Directive: Retype the tail of the data exactly, starting at the line containing "of the shelf" and stopping at the last line.

Records to process:
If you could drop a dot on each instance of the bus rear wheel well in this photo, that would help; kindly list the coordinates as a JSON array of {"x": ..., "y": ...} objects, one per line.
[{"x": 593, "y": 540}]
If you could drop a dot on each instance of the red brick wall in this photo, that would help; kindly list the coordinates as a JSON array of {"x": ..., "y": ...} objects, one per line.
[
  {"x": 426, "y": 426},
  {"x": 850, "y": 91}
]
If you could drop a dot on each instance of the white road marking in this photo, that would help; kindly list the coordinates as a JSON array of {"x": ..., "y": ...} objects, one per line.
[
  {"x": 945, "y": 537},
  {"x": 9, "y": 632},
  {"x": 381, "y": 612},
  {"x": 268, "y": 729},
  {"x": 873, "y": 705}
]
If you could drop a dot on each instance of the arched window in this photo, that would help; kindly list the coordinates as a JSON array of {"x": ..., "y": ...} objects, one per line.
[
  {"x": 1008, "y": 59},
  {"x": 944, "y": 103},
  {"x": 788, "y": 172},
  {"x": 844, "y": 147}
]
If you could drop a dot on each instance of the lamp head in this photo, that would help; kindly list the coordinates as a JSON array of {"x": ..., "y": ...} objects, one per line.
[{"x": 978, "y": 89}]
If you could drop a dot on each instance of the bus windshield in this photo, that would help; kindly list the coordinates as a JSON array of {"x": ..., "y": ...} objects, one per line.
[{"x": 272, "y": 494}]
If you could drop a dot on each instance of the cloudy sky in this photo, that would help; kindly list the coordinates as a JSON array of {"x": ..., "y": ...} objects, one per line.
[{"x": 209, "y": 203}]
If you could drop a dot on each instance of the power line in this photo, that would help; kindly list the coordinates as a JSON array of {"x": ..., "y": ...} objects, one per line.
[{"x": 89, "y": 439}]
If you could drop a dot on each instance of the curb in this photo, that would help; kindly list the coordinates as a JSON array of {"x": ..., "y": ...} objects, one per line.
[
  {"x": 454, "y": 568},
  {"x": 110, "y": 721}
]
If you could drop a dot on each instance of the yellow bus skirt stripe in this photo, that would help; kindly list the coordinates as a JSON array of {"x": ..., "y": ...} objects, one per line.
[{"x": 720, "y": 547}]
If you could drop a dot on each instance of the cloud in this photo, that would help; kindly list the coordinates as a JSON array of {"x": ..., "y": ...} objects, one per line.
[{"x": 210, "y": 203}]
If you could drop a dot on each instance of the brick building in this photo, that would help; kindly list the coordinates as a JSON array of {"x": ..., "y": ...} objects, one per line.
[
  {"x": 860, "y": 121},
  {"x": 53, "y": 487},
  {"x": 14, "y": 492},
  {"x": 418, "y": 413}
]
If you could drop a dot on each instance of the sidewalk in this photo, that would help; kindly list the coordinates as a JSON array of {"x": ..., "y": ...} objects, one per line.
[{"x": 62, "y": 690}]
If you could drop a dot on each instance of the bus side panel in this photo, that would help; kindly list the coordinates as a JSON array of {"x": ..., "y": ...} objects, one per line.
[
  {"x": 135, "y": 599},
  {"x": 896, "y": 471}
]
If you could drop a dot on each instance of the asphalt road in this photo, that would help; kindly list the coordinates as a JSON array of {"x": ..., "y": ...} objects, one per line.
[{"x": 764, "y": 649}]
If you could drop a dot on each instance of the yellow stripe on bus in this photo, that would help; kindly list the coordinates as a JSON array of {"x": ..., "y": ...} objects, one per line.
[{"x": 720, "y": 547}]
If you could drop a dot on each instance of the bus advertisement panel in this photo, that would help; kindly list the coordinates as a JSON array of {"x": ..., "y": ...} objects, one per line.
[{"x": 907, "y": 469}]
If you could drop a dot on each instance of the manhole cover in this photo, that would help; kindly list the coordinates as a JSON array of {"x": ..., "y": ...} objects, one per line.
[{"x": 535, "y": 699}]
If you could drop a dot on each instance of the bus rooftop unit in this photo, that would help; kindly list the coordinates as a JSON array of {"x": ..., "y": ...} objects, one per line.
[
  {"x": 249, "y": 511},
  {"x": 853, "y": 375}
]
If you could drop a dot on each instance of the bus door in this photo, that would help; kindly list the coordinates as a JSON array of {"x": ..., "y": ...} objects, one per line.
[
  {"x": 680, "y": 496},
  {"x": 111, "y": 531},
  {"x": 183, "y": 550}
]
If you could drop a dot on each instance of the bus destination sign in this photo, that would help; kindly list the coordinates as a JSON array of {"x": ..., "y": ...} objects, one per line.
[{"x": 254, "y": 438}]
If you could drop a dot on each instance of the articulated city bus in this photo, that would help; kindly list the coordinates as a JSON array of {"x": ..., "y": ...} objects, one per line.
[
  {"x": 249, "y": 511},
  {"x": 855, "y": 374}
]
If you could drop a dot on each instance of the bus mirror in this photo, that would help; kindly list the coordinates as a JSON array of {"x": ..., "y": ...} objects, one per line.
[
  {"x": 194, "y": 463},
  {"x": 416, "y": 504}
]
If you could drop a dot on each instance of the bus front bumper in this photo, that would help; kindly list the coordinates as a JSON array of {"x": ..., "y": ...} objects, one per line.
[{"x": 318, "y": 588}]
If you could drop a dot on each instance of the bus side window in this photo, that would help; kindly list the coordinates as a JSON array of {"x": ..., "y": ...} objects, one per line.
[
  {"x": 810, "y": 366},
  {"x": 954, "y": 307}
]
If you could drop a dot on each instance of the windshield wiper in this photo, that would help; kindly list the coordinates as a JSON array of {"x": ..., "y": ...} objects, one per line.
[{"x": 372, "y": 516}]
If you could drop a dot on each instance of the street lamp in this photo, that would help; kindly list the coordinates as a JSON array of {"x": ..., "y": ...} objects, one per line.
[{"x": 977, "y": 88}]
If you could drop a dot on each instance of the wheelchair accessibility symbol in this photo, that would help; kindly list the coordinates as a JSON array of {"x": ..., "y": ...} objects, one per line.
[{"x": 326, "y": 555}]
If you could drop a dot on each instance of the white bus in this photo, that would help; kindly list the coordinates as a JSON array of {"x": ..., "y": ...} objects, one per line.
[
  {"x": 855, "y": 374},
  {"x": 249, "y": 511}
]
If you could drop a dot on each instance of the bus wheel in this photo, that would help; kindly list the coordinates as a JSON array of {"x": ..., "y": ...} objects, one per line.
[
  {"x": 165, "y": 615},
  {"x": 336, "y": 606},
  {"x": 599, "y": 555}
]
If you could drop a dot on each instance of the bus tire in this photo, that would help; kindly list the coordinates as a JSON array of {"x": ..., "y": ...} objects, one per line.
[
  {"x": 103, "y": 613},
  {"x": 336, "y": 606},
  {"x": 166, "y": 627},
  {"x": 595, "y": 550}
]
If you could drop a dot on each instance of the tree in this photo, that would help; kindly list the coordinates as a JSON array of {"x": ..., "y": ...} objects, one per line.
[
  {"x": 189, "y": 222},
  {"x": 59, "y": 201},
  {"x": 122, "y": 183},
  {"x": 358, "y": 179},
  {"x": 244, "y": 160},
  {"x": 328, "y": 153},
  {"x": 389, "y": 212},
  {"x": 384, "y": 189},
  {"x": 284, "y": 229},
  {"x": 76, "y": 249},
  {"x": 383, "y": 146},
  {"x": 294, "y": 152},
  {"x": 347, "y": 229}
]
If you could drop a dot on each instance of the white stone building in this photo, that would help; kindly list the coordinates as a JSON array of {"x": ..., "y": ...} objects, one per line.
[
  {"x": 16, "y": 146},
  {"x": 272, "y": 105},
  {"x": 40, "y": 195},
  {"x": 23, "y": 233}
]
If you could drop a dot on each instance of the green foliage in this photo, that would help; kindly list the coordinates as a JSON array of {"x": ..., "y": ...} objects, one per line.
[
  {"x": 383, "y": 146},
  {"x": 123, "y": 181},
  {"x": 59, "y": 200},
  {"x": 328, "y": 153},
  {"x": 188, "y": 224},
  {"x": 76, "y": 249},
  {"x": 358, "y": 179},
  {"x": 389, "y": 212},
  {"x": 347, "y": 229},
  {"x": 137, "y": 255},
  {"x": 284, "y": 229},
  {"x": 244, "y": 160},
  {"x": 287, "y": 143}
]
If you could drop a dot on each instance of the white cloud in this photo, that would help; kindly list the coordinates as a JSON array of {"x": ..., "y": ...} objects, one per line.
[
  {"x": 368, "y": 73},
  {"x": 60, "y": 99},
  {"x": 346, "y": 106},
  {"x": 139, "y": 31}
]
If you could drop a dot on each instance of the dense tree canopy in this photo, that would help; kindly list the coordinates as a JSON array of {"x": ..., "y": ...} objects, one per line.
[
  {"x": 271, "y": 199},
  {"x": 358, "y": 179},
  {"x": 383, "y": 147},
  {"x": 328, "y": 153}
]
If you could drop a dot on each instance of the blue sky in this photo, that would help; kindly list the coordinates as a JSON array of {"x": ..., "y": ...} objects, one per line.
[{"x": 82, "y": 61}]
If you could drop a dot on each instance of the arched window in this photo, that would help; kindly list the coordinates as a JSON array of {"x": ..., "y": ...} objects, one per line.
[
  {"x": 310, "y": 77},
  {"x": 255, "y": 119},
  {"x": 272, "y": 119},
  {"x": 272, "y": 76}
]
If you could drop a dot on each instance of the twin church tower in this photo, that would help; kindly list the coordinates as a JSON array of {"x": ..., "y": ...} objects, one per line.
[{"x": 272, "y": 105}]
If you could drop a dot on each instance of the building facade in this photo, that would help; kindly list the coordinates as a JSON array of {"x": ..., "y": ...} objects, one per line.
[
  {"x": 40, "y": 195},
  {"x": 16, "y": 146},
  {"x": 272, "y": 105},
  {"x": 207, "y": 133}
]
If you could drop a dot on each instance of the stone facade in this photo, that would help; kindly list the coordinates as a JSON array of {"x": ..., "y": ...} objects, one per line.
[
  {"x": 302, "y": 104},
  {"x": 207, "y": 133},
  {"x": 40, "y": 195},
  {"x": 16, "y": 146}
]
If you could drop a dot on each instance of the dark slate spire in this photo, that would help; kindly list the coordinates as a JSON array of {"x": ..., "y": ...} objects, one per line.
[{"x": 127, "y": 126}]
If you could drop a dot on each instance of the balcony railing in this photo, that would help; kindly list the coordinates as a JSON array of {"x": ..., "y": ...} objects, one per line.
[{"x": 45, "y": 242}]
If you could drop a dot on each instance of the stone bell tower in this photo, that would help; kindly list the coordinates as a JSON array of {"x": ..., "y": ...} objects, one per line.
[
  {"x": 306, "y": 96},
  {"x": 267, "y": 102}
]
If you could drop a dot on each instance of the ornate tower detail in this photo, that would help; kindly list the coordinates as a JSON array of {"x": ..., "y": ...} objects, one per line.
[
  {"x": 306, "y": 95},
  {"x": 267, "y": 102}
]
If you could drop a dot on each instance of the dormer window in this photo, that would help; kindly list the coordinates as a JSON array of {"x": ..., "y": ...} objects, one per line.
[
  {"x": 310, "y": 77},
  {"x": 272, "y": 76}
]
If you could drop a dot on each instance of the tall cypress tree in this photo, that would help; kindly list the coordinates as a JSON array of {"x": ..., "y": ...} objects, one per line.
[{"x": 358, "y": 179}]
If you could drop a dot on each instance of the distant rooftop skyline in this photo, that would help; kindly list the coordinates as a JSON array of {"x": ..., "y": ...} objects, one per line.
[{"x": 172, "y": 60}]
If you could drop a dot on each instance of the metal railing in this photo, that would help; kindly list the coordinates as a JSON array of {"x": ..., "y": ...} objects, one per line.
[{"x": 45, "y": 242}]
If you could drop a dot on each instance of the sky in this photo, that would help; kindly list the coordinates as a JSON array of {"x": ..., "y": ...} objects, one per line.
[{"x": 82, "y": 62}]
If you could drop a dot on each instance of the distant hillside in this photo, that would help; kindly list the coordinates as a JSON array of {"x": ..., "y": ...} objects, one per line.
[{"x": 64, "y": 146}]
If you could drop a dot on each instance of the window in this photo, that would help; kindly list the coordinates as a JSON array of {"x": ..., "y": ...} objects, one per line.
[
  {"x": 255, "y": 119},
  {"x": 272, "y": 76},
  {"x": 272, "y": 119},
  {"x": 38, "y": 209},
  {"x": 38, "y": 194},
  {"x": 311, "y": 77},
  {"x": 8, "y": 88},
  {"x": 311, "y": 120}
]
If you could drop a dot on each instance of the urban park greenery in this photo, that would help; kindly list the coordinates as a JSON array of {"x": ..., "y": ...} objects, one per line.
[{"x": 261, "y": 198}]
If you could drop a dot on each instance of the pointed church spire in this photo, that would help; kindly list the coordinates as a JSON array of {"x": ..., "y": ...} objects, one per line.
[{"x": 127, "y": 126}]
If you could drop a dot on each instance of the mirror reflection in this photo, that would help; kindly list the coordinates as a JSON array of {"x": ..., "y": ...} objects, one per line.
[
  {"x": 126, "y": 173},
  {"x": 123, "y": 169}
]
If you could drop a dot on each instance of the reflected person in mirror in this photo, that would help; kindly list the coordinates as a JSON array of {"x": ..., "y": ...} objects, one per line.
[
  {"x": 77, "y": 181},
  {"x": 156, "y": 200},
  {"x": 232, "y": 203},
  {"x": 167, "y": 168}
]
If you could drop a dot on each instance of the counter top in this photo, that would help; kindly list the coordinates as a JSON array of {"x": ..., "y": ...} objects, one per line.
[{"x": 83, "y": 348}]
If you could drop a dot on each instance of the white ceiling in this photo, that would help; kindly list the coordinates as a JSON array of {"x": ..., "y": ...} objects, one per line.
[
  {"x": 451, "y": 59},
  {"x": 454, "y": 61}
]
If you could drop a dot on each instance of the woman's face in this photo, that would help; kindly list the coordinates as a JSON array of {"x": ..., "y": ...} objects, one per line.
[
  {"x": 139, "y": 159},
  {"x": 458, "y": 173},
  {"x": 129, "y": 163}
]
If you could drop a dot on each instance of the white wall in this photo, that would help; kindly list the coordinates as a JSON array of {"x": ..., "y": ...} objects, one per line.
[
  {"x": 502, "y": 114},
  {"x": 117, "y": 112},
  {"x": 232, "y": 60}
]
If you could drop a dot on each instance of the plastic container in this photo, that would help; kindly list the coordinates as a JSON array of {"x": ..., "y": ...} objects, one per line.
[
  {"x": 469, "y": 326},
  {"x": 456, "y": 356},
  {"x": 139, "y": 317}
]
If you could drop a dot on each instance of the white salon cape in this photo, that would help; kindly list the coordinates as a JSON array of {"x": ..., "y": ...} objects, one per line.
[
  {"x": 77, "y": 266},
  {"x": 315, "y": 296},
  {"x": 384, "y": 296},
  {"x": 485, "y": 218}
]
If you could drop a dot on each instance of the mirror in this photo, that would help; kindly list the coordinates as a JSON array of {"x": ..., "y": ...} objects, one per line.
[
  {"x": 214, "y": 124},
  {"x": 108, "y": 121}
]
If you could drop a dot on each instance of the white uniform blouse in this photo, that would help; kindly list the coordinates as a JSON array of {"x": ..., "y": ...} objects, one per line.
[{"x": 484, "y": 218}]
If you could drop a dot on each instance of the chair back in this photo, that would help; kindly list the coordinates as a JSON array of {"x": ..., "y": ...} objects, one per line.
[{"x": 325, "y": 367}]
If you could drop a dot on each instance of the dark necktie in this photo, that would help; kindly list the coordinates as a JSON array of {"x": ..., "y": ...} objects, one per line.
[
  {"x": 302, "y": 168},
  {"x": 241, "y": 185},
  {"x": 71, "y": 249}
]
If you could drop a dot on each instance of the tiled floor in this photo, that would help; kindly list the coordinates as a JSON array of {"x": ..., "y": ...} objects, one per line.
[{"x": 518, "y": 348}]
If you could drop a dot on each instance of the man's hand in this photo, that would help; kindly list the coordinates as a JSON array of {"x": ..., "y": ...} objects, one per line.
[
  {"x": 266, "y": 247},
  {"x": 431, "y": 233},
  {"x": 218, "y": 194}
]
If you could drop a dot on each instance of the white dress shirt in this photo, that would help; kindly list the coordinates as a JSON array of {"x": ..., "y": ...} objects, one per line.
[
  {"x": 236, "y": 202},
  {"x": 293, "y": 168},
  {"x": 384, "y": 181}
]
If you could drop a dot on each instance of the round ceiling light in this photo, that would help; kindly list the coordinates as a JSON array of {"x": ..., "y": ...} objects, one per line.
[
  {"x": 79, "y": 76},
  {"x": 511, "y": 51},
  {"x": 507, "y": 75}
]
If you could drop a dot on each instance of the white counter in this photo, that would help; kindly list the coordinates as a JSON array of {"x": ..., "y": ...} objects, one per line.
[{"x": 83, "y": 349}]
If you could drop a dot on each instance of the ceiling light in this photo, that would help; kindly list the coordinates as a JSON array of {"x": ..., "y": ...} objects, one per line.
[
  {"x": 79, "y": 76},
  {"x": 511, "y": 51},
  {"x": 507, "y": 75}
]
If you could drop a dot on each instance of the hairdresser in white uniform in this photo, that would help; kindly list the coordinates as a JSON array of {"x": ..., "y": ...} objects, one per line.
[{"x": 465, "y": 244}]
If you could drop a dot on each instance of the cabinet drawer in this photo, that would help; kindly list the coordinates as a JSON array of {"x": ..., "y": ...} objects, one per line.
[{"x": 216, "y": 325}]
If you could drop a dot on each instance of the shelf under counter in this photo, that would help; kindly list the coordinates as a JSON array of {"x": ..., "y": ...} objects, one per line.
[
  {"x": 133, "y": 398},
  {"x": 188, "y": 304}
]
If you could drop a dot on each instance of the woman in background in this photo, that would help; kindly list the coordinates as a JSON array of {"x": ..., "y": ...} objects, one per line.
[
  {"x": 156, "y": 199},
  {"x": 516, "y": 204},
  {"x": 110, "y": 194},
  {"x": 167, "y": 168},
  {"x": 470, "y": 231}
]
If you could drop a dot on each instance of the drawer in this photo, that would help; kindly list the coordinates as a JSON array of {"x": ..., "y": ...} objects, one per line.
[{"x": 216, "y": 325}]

Solution for this exercise:
If you could drop a dot on each instance of the shelf under counter in this photo, that would help; kindly list the coordinates as a JSON array of {"x": ..., "y": ...} objects, one per line.
[
  {"x": 133, "y": 398},
  {"x": 188, "y": 304}
]
If you could drop a dot on each instance of the woman in background in this photo, that would help; kindly list the coordinates as a JSON array of {"x": ..., "y": ...} objects, one per line.
[
  {"x": 156, "y": 199},
  {"x": 516, "y": 204},
  {"x": 110, "y": 194},
  {"x": 167, "y": 168},
  {"x": 470, "y": 231}
]
If you could drop a dot on each instance of the drawer in this photo, that would help; kindly list the coordinates as a JSON array of {"x": ..., "y": ...} objects, one per line.
[{"x": 216, "y": 325}]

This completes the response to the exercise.